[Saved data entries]
########

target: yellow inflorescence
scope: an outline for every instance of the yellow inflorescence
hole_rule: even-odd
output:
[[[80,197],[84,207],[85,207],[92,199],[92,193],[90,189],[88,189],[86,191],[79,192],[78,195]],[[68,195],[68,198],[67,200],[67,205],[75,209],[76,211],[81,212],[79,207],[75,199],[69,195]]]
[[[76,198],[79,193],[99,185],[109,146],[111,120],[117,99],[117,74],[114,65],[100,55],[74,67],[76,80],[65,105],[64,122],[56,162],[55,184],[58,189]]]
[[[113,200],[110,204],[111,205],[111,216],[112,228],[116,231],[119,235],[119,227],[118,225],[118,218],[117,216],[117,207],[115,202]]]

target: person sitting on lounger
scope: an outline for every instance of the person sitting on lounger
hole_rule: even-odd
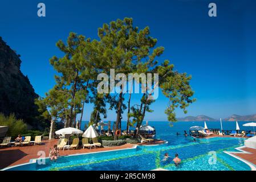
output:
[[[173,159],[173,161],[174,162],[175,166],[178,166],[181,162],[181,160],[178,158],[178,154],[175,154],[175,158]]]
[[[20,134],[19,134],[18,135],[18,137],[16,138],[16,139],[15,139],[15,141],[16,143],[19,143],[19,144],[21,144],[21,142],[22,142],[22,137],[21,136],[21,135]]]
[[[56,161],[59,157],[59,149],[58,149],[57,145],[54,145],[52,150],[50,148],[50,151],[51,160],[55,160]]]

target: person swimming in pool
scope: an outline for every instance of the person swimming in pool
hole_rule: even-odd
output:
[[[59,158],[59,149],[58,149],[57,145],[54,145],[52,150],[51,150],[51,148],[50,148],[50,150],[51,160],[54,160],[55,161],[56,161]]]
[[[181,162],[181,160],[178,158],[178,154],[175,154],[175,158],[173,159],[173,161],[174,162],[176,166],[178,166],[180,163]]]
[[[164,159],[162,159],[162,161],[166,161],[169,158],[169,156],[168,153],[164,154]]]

########

**TASK REQUIREMENTS**
Rewrite the lines from the one with "target: person swimming in pool" through the end of the records, putting "wading" in place of "swimming" and leaving everything else the same.

**RESULT**
target: person wading in pool
scope: an outline for every instance of the person wading in pool
hole_rule: even-odd
output:
[[[59,158],[59,149],[58,149],[57,145],[54,145],[52,150],[51,150],[51,148],[50,148],[50,150],[51,160],[54,160],[55,161],[56,161]]]
[[[181,162],[181,160],[178,158],[178,154],[175,154],[175,158],[173,159],[173,161],[174,162],[176,166],[178,166],[180,163]]]
[[[164,159],[162,159],[162,161],[166,161],[169,158],[169,156],[168,153],[164,154]]]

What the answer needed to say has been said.